Sprawa, która naznaczyła dwie rodziny
Podczas uzasadnienia wyroku sędzia sprawozdawca podkreślił, że proces ten był dramatem zarówno dla rodziny zamordowanej kobiety, jak i dla bliskich oskarżonego. Tragiczne wydarzenia sprzed lat nadal wywierają wpływ na życie tych osób i prawdopodobnie będą rezonować jeszcze przez długi czas.
Podstawą wyroku był materiał dowodowy, którego analiza została przeprowadzona m.in. przez tzw. krakowskie Archiwum X. Badania wykazały, że ślad biologiczny znaleziony na męskich majtkach na miejscu zbrodni należał do oskarżonego. Sąd podkreślił, że materiał genetyczny był niezwykle mocnym dowodem, a jego obecność w tym miejscu można było wyjaśnić jedynie tym, że oskarżony znajdował się tam w czasie popełnienia przestępstwa.
Dodatkowo ślady biologiczne oskarżonego wykryto także na koszuli nocnej ofiary, którą jej brat przechowywał po zdarzeniu. Sąd uznał za nielogiczne twierdzenie, że oskarżony mógł pozostawić te ślady w innych, nieokreślonych okolicznościach. Pomimo licznych działań obrony, nie udało się podważyć wartości tego dowodu.
Przestrzeń czasowa zdarzenia – argumenty obrony nie przekonały sądu
Obrona próbowała wykazać, że oskarżony nie miał wystarczającej ilości czasu na dokonanie zabójstwa, sugerując, że jego alibi wyklucza możliwość popełnienia przestępstwa. Kluczową rolę odegrały jednak zeznania świadka – kierowcy, który feralnej nocy przewoził oskarżonego i jego znajomych wracających z dyskoteki. Mężczyzna określił czas powrotu w przedziale między godziną 1:00 a 2:00, co podważało tezę obrony, że oskarżony wrócił dopiero o drugiej w nocy i nie miał możliwości pojawienia się na miejscu zbrodni.

Dane do przeglądu
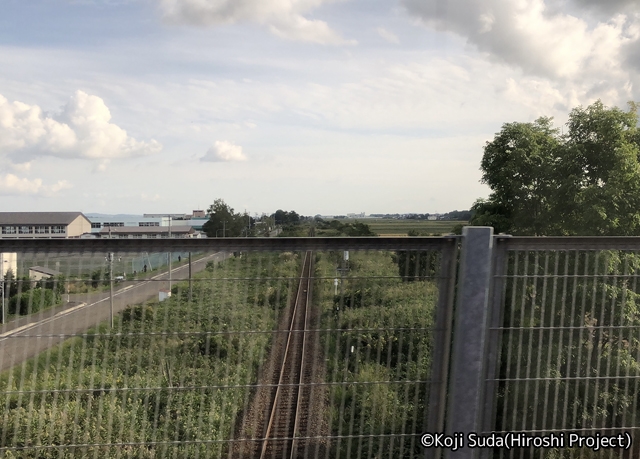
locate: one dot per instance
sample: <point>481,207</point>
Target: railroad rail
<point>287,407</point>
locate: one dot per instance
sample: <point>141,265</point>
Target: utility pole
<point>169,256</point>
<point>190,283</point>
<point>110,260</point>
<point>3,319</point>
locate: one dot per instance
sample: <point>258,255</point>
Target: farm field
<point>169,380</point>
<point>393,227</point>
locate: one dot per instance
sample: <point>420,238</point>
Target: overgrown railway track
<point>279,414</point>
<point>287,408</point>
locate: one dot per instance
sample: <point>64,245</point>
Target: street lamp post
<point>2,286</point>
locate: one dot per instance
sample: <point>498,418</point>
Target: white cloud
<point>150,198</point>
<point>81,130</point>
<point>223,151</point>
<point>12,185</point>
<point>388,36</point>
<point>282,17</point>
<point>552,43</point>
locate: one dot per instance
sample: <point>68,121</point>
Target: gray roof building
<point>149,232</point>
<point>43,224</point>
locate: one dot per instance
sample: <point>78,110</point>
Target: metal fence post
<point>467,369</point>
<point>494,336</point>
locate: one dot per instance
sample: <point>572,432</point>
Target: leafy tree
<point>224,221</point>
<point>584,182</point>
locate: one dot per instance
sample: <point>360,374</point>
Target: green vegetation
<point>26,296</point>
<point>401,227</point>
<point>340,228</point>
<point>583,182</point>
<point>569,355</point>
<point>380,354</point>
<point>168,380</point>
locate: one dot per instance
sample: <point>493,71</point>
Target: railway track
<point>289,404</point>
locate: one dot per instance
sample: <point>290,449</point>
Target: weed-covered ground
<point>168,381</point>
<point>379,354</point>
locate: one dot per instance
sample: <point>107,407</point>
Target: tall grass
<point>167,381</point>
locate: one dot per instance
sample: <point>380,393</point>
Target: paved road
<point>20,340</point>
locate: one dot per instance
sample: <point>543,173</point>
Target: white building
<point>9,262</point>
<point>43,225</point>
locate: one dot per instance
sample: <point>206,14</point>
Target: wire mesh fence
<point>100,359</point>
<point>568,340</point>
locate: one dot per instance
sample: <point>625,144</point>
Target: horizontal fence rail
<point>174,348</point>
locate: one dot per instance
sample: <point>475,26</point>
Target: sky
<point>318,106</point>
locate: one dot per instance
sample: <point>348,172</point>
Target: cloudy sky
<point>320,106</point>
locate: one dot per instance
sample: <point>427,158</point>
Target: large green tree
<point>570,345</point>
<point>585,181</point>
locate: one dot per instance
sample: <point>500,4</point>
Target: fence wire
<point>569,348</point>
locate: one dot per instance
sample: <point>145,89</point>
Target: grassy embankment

Opis zadania
Proszę dopisać dalszą część tekstu o uzasadnieniu wyroku w sprawie zabójstwa, zaczynając zaraz po jego ostatnim zdaniu.

Odpowiedź do zadania
Kolejną linią obrony był zarzut dotyczący rzekomego braku uprawnienia prokuratora do wniesienia aktu oskarżenia. Oskarżony w momencie popełnienia czynu miał bowiem 15 lat, a zdaniem obrońców konieczna była zgoda sądu rodzinnego na jego ściganie. Sąd Apelacyjny nie podzielił tej argumentacji, wskazując, że w momencie wszczęcia postępowania oskarżony był już pełnoletni, co zgodnie z ówczesnymi przepisami pozwalało prokuratorowi na podjęcie działań.
Sąd odrzucił również możliwość zastosowania nadzwyczajnego złagodzenia kary. W uzasadnieniu powołano się na wcześniejsze orzecznictwo Sądu Najwyższego, zgodnie z którym w tego typu sprawach możliwe jest wymierzenie kary 25 lat pozbawienia wolności.
Surowa, ale sprawiedliwa kara
Sąd podkreślił, że wymierzona kara, choć surowa, jest w pełni adekwatna do popełnionego czynu. Nie było podstaw do jej złagodzenia, zwłaszcza biorąc pod uwagę okoliczności zbrodni oraz postawę oskarżonego.
Ostatecznie Sąd Apelacyjny w Białymstoku uznał za zasadny wniosek pełnomocnika oskarżycieli posiłkowych dotyczący przyznania rodzinie ofiary częściowego zadośćuczynienia w wysokości 100 tys. złotych.
W uzasadnieniu wyroku sędzia sprawozdawca zaznaczył, że prawomocne orzeczenie kończy trwającą ćwierć wieku niepewność i stanowi zamknięcie jednego z najdłużej toczących się postępowań w polskim wymiarze sprawiedliwości. Wyrok jest ostateczny i nie podlega dalszemu zaskarżeniu.